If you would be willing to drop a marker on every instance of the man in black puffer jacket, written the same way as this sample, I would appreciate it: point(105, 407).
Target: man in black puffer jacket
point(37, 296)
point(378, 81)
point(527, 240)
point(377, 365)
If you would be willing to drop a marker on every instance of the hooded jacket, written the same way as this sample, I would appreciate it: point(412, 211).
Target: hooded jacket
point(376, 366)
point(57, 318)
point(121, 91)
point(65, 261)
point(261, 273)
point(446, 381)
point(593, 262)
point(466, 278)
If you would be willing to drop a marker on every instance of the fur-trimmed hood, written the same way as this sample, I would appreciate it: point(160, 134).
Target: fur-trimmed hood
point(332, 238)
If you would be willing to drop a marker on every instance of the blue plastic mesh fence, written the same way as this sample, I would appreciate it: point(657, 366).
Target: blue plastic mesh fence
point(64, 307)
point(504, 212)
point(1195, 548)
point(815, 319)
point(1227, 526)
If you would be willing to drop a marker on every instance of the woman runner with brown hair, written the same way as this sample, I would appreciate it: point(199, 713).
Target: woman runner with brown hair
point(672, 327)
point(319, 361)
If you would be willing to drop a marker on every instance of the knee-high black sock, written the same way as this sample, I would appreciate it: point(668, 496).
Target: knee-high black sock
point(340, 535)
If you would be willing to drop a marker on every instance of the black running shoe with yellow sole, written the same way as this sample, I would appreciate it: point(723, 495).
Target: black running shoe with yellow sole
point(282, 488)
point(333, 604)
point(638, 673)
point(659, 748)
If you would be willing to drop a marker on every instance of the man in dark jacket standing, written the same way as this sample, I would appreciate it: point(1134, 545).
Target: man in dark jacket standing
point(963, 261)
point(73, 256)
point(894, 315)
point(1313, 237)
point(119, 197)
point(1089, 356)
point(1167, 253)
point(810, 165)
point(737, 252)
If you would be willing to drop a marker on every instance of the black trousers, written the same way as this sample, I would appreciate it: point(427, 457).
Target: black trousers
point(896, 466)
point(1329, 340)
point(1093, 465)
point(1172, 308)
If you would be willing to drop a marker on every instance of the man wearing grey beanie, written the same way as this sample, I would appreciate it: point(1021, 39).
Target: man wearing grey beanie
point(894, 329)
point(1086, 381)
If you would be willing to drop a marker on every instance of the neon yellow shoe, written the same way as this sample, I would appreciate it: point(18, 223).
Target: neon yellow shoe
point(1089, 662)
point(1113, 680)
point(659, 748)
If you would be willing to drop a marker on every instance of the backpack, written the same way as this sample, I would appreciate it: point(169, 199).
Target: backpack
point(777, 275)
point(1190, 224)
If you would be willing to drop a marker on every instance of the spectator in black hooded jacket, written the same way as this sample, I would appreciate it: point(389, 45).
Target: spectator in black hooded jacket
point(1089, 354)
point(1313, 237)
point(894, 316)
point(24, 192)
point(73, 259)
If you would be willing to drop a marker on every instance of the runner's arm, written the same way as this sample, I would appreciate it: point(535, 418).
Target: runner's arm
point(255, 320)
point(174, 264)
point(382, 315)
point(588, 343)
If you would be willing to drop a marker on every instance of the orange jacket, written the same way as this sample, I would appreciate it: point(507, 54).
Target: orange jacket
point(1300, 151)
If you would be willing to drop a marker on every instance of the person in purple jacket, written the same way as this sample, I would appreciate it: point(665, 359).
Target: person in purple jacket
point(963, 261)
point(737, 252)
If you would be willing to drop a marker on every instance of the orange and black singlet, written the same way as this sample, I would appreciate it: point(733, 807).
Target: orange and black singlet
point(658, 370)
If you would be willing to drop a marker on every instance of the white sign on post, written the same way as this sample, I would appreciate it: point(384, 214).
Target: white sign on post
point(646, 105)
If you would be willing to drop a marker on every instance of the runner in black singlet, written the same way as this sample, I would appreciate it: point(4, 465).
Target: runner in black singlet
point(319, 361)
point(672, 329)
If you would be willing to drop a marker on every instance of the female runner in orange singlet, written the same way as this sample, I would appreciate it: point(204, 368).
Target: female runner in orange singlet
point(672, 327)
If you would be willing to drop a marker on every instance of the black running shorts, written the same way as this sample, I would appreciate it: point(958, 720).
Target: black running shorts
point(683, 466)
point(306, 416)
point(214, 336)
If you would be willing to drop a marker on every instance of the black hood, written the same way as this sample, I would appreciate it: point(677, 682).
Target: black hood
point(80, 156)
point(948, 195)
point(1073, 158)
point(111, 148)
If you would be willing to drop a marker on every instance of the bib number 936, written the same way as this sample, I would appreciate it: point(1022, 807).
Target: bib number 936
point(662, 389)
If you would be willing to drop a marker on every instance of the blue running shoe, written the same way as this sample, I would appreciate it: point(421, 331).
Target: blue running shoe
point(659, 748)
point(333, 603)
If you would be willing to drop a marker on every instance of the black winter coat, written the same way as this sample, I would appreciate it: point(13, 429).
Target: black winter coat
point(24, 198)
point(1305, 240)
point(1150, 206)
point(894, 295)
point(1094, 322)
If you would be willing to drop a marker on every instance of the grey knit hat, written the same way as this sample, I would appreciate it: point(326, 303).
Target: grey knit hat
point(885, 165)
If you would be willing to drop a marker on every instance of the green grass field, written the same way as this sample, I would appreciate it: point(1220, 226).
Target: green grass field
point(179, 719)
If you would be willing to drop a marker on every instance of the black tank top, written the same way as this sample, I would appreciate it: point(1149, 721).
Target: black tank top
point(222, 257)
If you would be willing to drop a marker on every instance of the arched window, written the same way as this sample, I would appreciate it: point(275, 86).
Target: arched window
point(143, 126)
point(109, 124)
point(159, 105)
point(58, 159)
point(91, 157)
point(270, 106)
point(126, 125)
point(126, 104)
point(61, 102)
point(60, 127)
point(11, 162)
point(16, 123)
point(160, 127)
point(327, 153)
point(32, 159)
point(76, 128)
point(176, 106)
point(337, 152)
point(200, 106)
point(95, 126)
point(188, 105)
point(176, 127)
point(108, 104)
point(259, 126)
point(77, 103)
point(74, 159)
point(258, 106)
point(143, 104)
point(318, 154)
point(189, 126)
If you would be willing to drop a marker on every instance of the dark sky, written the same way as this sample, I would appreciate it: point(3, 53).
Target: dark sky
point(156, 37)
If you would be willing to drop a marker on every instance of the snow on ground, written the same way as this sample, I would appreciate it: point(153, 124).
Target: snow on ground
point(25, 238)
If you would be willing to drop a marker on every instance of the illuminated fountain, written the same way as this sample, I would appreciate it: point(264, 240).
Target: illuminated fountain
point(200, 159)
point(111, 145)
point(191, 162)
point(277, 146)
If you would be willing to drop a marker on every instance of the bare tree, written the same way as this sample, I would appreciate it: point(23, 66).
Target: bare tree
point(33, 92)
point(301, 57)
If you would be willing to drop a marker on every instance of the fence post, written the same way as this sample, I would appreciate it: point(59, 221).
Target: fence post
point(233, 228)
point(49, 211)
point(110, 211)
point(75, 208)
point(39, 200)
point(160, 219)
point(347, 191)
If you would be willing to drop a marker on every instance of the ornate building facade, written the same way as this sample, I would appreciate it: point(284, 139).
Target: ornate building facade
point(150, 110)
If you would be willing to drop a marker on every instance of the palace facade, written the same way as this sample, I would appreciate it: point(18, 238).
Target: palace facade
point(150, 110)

● **Instructions to follow**
Reproduce the entire listing above, replacing every occurrence of "drop a marker" with "place a pin" and leaving all other text unchanged.

● **Exercise answer**
If you would be willing to place a pin on every instance of the man in black puffer jacket, written the same way as this sample, I would appreciate it: point(105, 407).
Target: man in black puffer jacket
point(37, 296)
point(378, 81)
point(527, 240)
point(377, 365)
If you would be willing to place a pin on every instance of the hooded jacket, written the same way as this sample, I would appreciate it: point(412, 211).
Target: hooded jacket
point(376, 366)
point(57, 318)
point(121, 91)
point(65, 261)
point(261, 273)
point(446, 381)
point(593, 262)
point(466, 278)
If you would be willing to place a pin on every instance of the fur-trimmed hood, written the same way as this sample, I would appreciate it: point(160, 134).
Target: fur-trimmed hood
point(332, 238)
If you would be willing to place a pin on every instance of the blue plastic mesh fence, written the same way as this sample, I would appreciate it: point(657, 366).
Target: blue plastic mesh fence
point(64, 307)
point(504, 212)
point(1195, 548)
point(815, 319)
point(1227, 526)
If you would be willing to place a pin on every instance of the woman runner with brown hair, written the same way as this sample, I would appreciate it: point(199, 713).
Target: woman runner with brown hair
point(672, 327)
point(319, 361)
If you would be willing to place a pin on every instance of the knee-high black sock, written the same way as this sample, I would appreciate it: point(668, 496).
Target: knee-high black sock
point(340, 535)
If you would be willing to place a pin on every instance of the black running shoe with yellow sole, written the same way as this sample, I would appreciate it: point(723, 495).
Target: black running shoe with yellow sole
point(282, 488)
point(333, 604)
point(638, 673)
point(659, 748)
If you would be willing to place a pin on every instance of the man in dark jacket standing, written the same way as this sample, I would appreciate it: point(1134, 545).
Target: man in dark jacket standing
point(963, 261)
point(73, 256)
point(894, 315)
point(1313, 237)
point(119, 197)
point(1089, 356)
point(1167, 253)
point(810, 165)
point(737, 252)
If you would be willing to place a pin on every instance of the black trousers, written the same way as this sample, I would appreciate it: point(427, 457).
Target: black trousers
point(896, 466)
point(1329, 340)
point(1093, 465)
point(1172, 308)
If you would be willing to place a pin on every instance of the man wearing grey beanie, written the same way as this sample, I would appreciate it: point(1021, 39).
Target: man wearing grey beanie
point(894, 329)
point(1086, 381)
If you would be willing to place a pin on every instance of the neon yellow shoe, written the same way as this sample, I would appreciate it: point(18, 223).
Target: neon yellow shoe
point(1089, 662)
point(1113, 680)
point(659, 748)
If you would be willing to place a pin on every instance of the backpack, written the same way as this sample, I would appreciate it: point(169, 199).
Target: backpack
point(777, 275)
point(1190, 224)
If you would be willing to place a pin on every instance of the spectator in black hooded jacket, written the same way as this sample, I would appreciate it: point(389, 45).
Target: spectator in black hooded jacket
point(1089, 354)
point(1313, 237)
point(894, 316)
point(24, 192)
point(73, 259)
If you would be willing to place a pin on every instance of the runner's arm, written the same way as this sample, I would appreciate it: point(535, 418).
Target: runner's arm
point(255, 320)
point(174, 264)
point(382, 315)
point(588, 343)
If you would be willing to place a pin on every instance of the orange jacket, written the same way as this sample, I would appreciate it: point(507, 54).
Target: orange jacket
point(1300, 151)
If you would be willing to place a pin on every instance of the person in purple jacket, written the same way as this sample, I would appreciate it: point(665, 359).
Target: person in purple jacket
point(963, 261)
point(737, 252)
If you would be willing to place a pin on every instance of the orange and black singlet, written the same way as this sample, I would appreciate it: point(733, 807).
Target: orange and black singlet
point(658, 370)
If you would be willing to place a pin on every instance of the white sign on post, written the same way as this sample, I would appreciate it: point(384, 214).
Target: white sign on post
point(646, 105)
If you would be willing to place a pin on every instance of the runner in black singlet, written the same way as this sample, I would appreciate it: point(4, 465).
Target: runner in black singlet
point(319, 361)
point(672, 329)
If you would be willing to place a pin on every instance of the female runner in orange singlet, written the same way as this sample, I would appreciate it: point(204, 368).
Target: female runner in orange singlet
point(672, 327)
If you would be willing to place a pin on every instance of the black running shorts, written the same way as this sample, I would appreciate it: point(958, 720).
Target: black running shorts
point(683, 466)
point(306, 416)
point(214, 336)
If you would be willing to place a pin on every instance of the black hood, written the same way as this sample, I would appreciate it: point(677, 682).
Target: black hood
point(80, 156)
point(948, 195)
point(1073, 158)
point(111, 148)
If you would be willing to place a pin on every instance of the bib number 936, written the same way as this sample, I would appreciate it: point(1022, 807).
Target: bib number 936
point(662, 389)
If you would be willing to place a pin on every instance of the blue running shoe, written the same way as this sample, I would appreciate it: point(421, 331).
Target: blue running shoe
point(659, 748)
point(333, 603)
If you would be willing to place a pin on every instance of the black winter coat, written the same way as this sample, I would appreciate it: point(13, 429).
Target: black winter coat
point(24, 198)
point(1305, 240)
point(1150, 206)
point(894, 295)
point(1094, 322)
If you would be willing to place a pin on every instance of the grey knit hat, written the same way as this sample, I would appreciate it: point(326, 303).
Target: grey knit hat
point(885, 165)
If you would be willing to place a pin on every instance of the green grass field, written the same way as this sample, I would appreciate it: point(1220, 226).
Target: green grass field
point(179, 719)
If you would be willing to place a pin on every instance of the black tank top, written the same way as this sample, I would appreciate it: point(1149, 721).
Target: black tank top
point(222, 257)
If you would be willing to place a pin on every instance of the arched window, written the same way as this sample, I would appreciate it: point(275, 86).
Target: arched window
point(143, 126)
point(109, 124)
point(159, 105)
point(58, 159)
point(91, 157)
point(270, 106)
point(126, 125)
point(126, 104)
point(61, 102)
point(60, 127)
point(11, 162)
point(16, 123)
point(160, 127)
point(327, 153)
point(32, 159)
point(76, 128)
point(176, 106)
point(337, 152)
point(200, 106)
point(95, 126)
point(188, 105)
point(176, 127)
point(108, 104)
point(259, 126)
point(77, 103)
point(74, 159)
point(258, 106)
point(143, 104)
point(318, 154)
point(189, 126)
If you would be willing to place a pin on every instance of the dark sky, written the same way as this sample, I would appreciate it: point(3, 53).
Target: dark sky
point(156, 37)
If you would be willing to place a pin on every instance of the snow on ground, written the same way as this sample, I would appreciate it: point(153, 124).
Target: snow on ground
point(25, 238)
If you would be willing to place a pin on every instance of the illuminated fountain, written the same way as this sample, I would appreciate it: point(264, 240).
Target: illuminated fountain
point(200, 159)
point(111, 145)
point(191, 162)
point(277, 146)
If you would be willing to place a pin on every instance of the bare tree, written the same way as this sample, I would appreciate it: point(23, 66).
Target: bare tree
point(33, 92)
point(301, 57)
If you would be willing to place a pin on every instance of the fence post, written the same way as this sample, I would appreciate it: point(59, 221).
Target: fence post
point(233, 228)
point(49, 211)
point(110, 211)
point(75, 208)
point(39, 200)
point(160, 219)
point(347, 191)
If you would be willing to place a pin on every instance of the ornate building facade, written the same way as this sample, I would appreciate it: point(284, 139).
Target: ornate building facade
point(150, 110)
If you would be willing to place a pin on every instance of the palace facade, written the same way as this sample, I would appreciate it: point(18, 238).
Target: palace facade
point(150, 110)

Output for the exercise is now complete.